**EXERCISE INSTRUCTIONS**
Continue the pull request discussion about adding variance and standard deviation support, starting right after its last comment.

**SUPPLIED TEXT**
"""

Support variance and standard deviation #2525

navis · 2016-02-23T12:40:15Z

Aggregator for variance. Algorithm is copied from hive UDAF.

Includes VarianceAggregatorFactory(variance), VarianceFoldingAggregatorFactory(varianceFold) and StandardDeviationPostAggregator(stddev)

Introduced some changes of IncrementalIndex to fix NPE which can be thrown when classOfObject() of ObjectColumnSelector for float or long type(non complex type) columns is called, conforming it with that of QueryableIndexStorageAdapter.

fjy · 2016-02-23T19:04:08Z

@navis this is awesome thanks. Are there any docs?

himanshug · 2016-02-23T19:23:19Z

@navis this should be useful, can you move it to an extension though. also it should be possible to test it without changing druid core tests, please see datasketches extension tests for reference.

fjy · 2016-02-24T21:21:18Z

@himanshug why an extension?

himanshug · 2016-02-24T22:02:51Z

@fjy because it is totally possible to do it in extension and takes bloat away from druid-core, if a new person wants to understand druid, he has less to bother about.
anyways, besides the philosophy, i think it was discussed in a dev-syncup and concluded that whatever can be done in a core extension should be done in a core extension.
@drcrallen @cheddar

drcrallen · 2016-02-24T22:13:13Z

I agree with @himanshug on this point.

navis · 2016-02-25T02:18:31Z

Moved to extension

drcrallen · 2016-02-25T17:20:19Z

extensions/variance/pom.xml

@@ -0,0 +1,60 @@
+<?xml version="1.0" encoding="UTF-8"?>
+<!--
+  ~ Druid - a distributed column store.


I know a lot of the pom's use this notice, but can you use the one present in the java files?

"""

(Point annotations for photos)

"""

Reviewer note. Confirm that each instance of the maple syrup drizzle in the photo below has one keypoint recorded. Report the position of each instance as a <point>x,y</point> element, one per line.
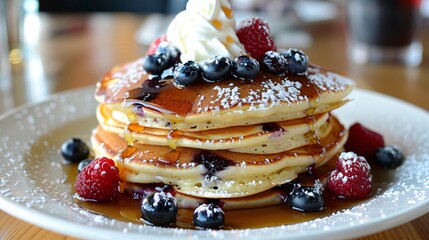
<point>127,209</point>
<point>155,97</point>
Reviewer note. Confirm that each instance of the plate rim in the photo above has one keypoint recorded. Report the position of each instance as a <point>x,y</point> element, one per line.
<point>62,225</point>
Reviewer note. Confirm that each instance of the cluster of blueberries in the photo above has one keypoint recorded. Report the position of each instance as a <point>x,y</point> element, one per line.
<point>165,62</point>
<point>160,209</point>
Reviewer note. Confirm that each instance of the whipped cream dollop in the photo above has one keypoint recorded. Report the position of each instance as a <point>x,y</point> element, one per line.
<point>204,30</point>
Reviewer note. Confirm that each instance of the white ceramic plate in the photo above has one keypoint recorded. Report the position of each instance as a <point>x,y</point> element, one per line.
<point>33,186</point>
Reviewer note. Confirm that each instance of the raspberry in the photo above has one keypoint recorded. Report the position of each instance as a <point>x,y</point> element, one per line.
<point>154,45</point>
<point>99,181</point>
<point>352,178</point>
<point>363,141</point>
<point>254,34</point>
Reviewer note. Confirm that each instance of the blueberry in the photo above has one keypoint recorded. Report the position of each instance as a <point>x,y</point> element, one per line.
<point>187,73</point>
<point>389,157</point>
<point>159,209</point>
<point>245,68</point>
<point>274,62</point>
<point>171,52</point>
<point>306,199</point>
<point>155,63</point>
<point>297,61</point>
<point>83,164</point>
<point>217,69</point>
<point>209,216</point>
<point>74,150</point>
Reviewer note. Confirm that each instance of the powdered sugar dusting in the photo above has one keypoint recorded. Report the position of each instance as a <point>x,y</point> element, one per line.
<point>270,94</point>
<point>32,175</point>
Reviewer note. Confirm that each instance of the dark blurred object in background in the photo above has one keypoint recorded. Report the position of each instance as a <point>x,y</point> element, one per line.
<point>138,6</point>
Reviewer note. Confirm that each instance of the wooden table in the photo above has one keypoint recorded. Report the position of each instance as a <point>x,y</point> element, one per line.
<point>75,51</point>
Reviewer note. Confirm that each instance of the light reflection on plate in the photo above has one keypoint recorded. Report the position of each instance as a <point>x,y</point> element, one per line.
<point>34,188</point>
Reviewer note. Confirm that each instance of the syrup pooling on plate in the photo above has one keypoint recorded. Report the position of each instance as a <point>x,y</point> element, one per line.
<point>126,208</point>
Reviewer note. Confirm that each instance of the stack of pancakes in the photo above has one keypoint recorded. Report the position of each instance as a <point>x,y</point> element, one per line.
<point>232,140</point>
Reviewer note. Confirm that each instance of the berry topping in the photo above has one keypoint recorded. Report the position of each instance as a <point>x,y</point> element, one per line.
<point>209,216</point>
<point>306,199</point>
<point>217,69</point>
<point>74,150</point>
<point>172,53</point>
<point>363,141</point>
<point>274,62</point>
<point>154,45</point>
<point>83,164</point>
<point>254,34</point>
<point>99,181</point>
<point>352,178</point>
<point>389,157</point>
<point>187,73</point>
<point>245,68</point>
<point>155,63</point>
<point>297,61</point>
<point>159,209</point>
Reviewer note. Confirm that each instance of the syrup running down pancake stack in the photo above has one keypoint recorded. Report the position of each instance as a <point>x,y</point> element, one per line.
<point>234,140</point>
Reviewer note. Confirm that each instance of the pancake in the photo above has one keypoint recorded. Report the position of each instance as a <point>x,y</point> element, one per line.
<point>266,198</point>
<point>218,173</point>
<point>282,136</point>
<point>134,96</point>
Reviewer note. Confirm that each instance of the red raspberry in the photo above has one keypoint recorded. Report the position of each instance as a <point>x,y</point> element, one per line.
<point>363,141</point>
<point>254,34</point>
<point>352,178</point>
<point>99,181</point>
<point>154,45</point>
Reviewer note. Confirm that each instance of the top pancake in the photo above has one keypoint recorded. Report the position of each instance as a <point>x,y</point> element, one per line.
<point>127,91</point>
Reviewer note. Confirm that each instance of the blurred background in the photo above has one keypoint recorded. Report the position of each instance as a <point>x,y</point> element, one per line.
<point>51,46</point>
<point>54,45</point>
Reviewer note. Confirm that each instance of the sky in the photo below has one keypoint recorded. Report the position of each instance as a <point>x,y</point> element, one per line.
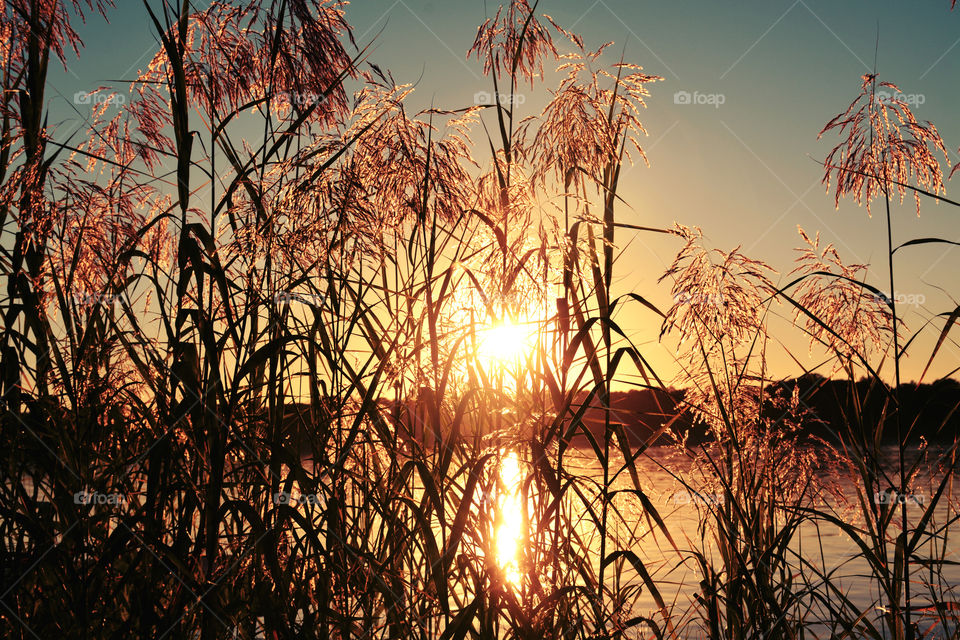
<point>738,159</point>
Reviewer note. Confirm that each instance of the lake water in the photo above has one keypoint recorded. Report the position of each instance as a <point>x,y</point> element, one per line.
<point>825,546</point>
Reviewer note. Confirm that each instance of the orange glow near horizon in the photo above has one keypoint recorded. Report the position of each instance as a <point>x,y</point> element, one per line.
<point>506,343</point>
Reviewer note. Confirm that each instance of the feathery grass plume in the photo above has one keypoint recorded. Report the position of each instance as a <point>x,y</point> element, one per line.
<point>513,42</point>
<point>718,314</point>
<point>883,145</point>
<point>859,319</point>
<point>586,121</point>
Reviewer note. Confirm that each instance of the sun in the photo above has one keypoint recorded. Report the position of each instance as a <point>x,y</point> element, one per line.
<point>510,530</point>
<point>506,342</point>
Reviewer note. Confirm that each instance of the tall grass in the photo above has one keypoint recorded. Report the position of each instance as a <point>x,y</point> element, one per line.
<point>251,311</point>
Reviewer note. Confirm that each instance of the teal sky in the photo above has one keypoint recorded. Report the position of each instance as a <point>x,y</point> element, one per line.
<point>744,171</point>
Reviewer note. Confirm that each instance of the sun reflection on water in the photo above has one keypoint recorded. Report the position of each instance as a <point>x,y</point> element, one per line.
<point>509,530</point>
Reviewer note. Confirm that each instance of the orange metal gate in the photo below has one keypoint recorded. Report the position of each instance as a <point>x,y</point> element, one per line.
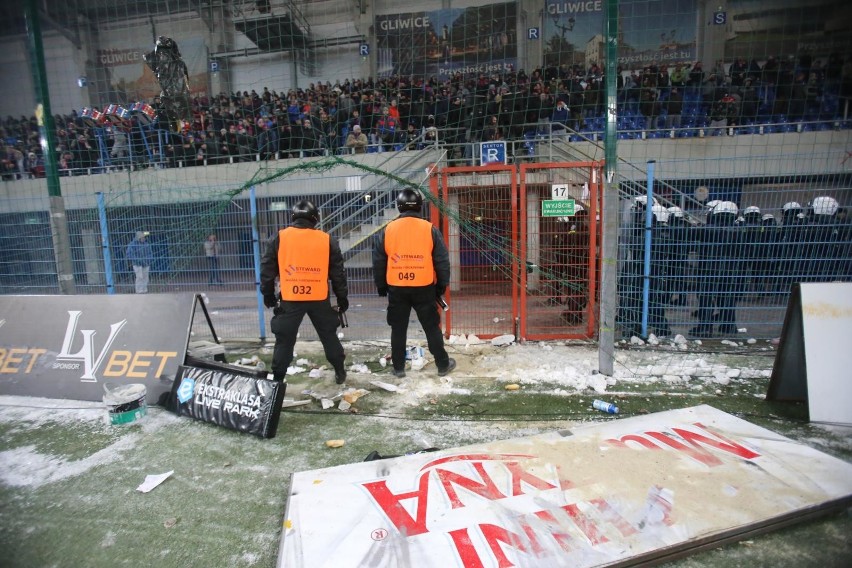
<point>558,290</point>
<point>515,271</point>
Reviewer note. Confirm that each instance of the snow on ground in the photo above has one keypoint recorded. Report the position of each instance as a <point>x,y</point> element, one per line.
<point>560,368</point>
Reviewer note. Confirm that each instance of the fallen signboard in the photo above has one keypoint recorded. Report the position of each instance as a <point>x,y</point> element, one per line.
<point>627,492</point>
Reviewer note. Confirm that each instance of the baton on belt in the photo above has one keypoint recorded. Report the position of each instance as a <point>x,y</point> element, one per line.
<point>342,321</point>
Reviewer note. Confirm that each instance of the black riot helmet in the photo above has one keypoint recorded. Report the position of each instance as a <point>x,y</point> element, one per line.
<point>304,209</point>
<point>409,200</point>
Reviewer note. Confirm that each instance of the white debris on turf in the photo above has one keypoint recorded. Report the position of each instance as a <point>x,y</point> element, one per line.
<point>386,386</point>
<point>502,340</point>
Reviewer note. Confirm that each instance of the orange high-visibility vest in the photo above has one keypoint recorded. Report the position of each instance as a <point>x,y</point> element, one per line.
<point>303,264</point>
<point>408,244</point>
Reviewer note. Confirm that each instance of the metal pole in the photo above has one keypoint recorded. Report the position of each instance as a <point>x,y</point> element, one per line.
<point>610,216</point>
<point>105,244</point>
<point>646,272</point>
<point>255,237</point>
<point>47,128</point>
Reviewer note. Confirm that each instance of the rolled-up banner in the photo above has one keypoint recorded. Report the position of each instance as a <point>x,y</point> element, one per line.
<point>229,397</point>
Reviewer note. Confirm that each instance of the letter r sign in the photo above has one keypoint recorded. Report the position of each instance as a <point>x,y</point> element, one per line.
<point>492,153</point>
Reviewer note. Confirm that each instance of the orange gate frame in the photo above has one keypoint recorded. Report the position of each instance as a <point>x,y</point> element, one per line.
<point>441,187</point>
<point>444,190</point>
<point>595,177</point>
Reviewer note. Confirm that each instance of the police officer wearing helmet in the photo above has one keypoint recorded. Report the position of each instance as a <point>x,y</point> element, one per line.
<point>792,247</point>
<point>753,253</point>
<point>679,249</point>
<point>303,259</point>
<point>718,272</point>
<point>827,239</point>
<point>411,266</point>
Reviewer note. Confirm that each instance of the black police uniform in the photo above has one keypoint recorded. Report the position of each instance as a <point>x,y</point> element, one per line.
<point>402,299</point>
<point>288,315</point>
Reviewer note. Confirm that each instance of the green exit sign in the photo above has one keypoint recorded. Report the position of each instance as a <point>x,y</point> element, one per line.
<point>557,207</point>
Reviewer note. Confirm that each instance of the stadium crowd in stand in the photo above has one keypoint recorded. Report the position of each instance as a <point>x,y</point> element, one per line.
<point>400,113</point>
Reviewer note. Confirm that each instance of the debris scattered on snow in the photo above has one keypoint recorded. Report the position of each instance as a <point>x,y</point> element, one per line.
<point>152,481</point>
<point>502,340</point>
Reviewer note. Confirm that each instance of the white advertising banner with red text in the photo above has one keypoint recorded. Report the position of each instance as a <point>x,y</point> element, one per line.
<point>599,494</point>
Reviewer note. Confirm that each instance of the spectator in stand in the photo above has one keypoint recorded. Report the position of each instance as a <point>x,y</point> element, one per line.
<point>386,129</point>
<point>559,119</point>
<point>738,72</point>
<point>456,125</point>
<point>725,112</point>
<point>357,140</point>
<point>649,106</point>
<point>412,137</point>
<point>679,76</point>
<point>9,164</point>
<point>492,130</point>
<point>695,81</point>
<point>35,165</point>
<point>328,128</point>
<point>311,142</point>
<point>674,108</point>
<point>267,139</point>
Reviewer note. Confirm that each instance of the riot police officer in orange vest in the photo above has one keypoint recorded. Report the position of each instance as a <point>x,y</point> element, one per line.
<point>303,259</point>
<point>411,266</point>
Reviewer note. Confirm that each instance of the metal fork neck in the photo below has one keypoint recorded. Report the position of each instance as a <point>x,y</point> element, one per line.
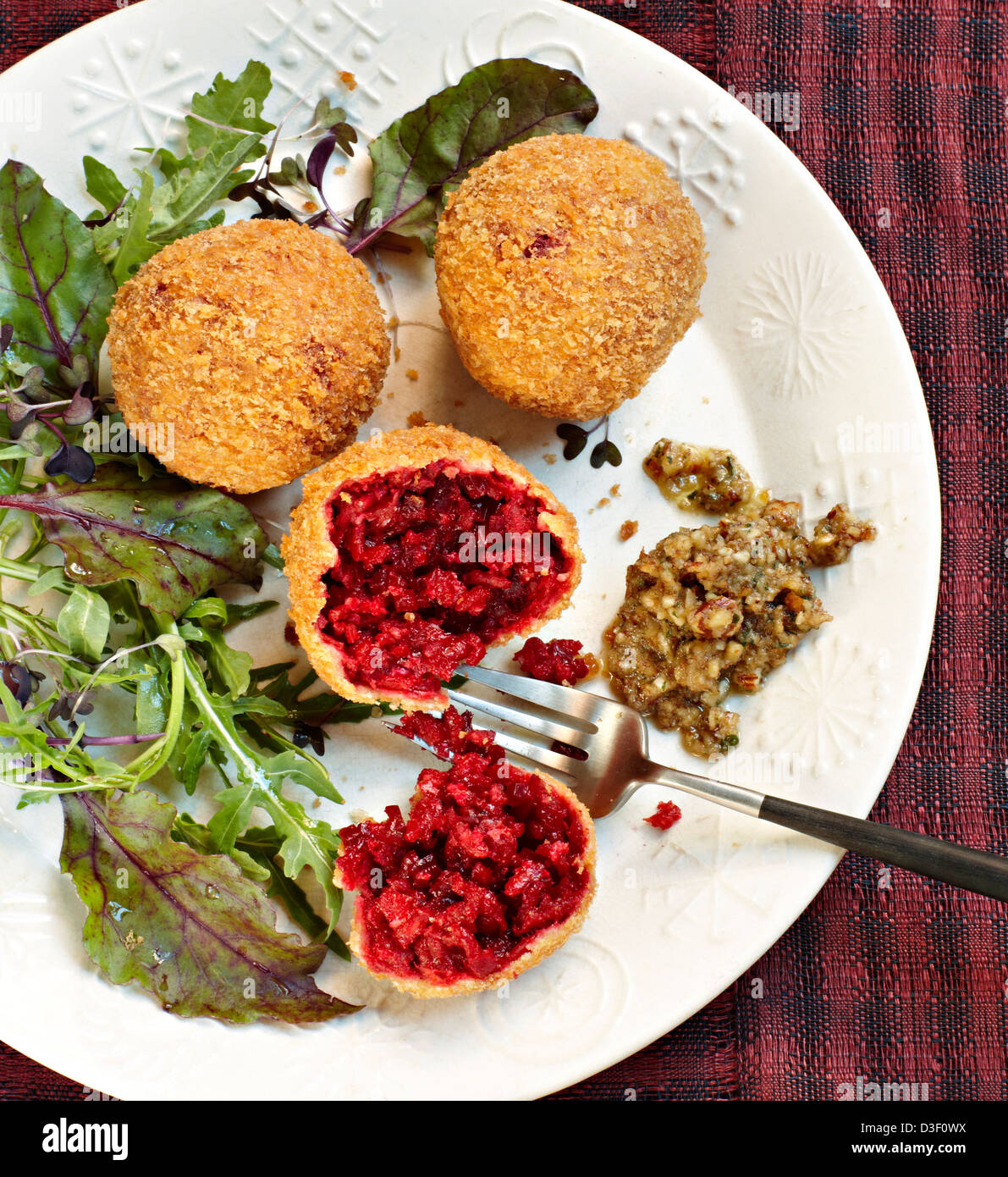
<point>736,797</point>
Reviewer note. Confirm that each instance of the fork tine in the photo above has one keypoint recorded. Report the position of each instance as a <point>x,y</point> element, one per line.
<point>540,757</point>
<point>539,724</point>
<point>566,700</point>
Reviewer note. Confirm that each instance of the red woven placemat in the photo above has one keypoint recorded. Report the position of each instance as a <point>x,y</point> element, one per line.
<point>904,123</point>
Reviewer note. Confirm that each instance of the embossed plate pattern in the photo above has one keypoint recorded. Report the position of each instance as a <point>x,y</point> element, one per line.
<point>797,364</point>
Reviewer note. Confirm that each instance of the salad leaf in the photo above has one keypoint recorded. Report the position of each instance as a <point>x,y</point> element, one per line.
<point>223,132</point>
<point>54,290</point>
<point>173,539</point>
<point>84,623</point>
<point>428,152</point>
<point>183,926</point>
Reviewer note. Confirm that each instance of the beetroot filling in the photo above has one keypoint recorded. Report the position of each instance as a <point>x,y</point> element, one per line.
<point>487,859</point>
<point>558,660</point>
<point>434,565</point>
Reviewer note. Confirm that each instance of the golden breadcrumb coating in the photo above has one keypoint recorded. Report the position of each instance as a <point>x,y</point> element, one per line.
<point>262,344</point>
<point>310,553</point>
<point>568,266</point>
<point>539,947</point>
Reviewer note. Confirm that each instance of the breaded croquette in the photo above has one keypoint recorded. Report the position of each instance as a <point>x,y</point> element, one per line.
<point>262,345</point>
<point>568,266</point>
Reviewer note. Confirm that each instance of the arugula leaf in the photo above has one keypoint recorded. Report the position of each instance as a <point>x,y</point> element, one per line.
<point>429,151</point>
<point>304,841</point>
<point>183,926</point>
<point>173,539</point>
<point>54,290</point>
<point>262,847</point>
<point>223,132</point>
<point>135,248</point>
<point>84,623</point>
<point>102,184</point>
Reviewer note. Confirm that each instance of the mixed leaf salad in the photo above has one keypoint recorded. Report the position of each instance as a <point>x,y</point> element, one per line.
<point>113,570</point>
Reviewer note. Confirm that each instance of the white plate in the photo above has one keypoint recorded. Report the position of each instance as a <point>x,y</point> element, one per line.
<point>799,364</point>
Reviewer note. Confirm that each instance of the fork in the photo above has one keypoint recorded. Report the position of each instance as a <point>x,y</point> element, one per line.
<point>609,760</point>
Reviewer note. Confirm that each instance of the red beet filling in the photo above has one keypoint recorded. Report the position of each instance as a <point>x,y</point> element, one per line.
<point>434,565</point>
<point>664,815</point>
<point>559,660</point>
<point>487,859</point>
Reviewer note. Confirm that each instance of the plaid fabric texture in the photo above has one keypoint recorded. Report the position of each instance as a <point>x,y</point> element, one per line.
<point>904,123</point>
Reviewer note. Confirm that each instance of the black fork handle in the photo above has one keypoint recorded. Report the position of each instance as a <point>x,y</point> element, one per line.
<point>977,870</point>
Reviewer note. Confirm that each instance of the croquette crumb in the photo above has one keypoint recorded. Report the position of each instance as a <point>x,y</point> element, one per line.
<point>260,343</point>
<point>567,268</point>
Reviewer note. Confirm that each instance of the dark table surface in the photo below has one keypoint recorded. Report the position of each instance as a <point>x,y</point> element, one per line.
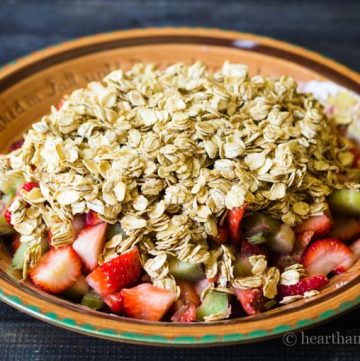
<point>326,26</point>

"""

**SOLVED PROBLEM**
drcrallen · 2016-03-04T00:20:37Z

@navis is this dependent on @himanshug 's arithmetic PR? If so can you comment as such in the master comment?

drcrallen · 2016-03-04T00:24:28Z

@navis in trying to hit the "count == 0" case, can you think of a code path that would hit that case?

drcrallen · 2016-03-04T00:49:18Z

...ons/variance/src/main/java/io/druid/query/aggregation/variance/VarianceBufferAggregator.java

+    buf.putLong(position, count);
+    buf.putDouble(position + SUM_OFFSET, sum);
+    if (count > 1) {
+      double t = count * v - sum;


What algorithm are you using for streaming variance here?

I've forgot the most important thing. The code is copied as-is from apache hive (GenericUDAFVariance) and it says it's from,

Evaluate the variance using the algorithm described by Chan, Golub, and LeVeque in
"Algorithms for computing the sample variance: analysis and recommendations"
The American Statistician, 37 (1983) pp. 242--247.

Added that.

http://www.cs.yale.edu/publications/techreports/tr222.pdf

And supposedly the original algorithm comes from here: http://doi.org/10.1080/00401706.1971.10488826 which is stuck behind a pay wall

Thanks for references.

navis · 2016-03-04T02:16:11Z

@drcrallen No, It's not using arithmetic PR of @himanshug. And in current druid, it seemed not possible to make count == 0 case in real environment. Should we throw exception or something?

drcrallen · 2016-03-04T18:16:51Z

@navis since there isn't an obviously good solution for how to handle variance with count == 0, how about throwing an ISE and mentioning in the code that it shouldn't happen, and the correct behavior is not terribly obvious.

drcrallen · 2016-03-04T18:47:46Z

extensions/variance/src/main/java/io/druid/query/aggregation/variance/VarianceHolder.java

+    VarianceHolder holder2 = (VarianceHolder) rhs;
+
+    final double ratio = holder1.count / (double) holder2.count;
+    final double t = ratio * holder1.sum - holder2.sum;


Orig paper has this as holder1.sum/ratio - holder2.sum

You are right. It could be a huge mistake. There should be one more test with different m and n.

drcrallen · 2016-03-04T18:59:21Z

@navis can you refactor it a bit somehow so that the code for the sum, count, variance streaming update is in one place, and the code for merging streamed updates is in one place? There should hopefully only need to be two methods instead of having a few of them scattered about.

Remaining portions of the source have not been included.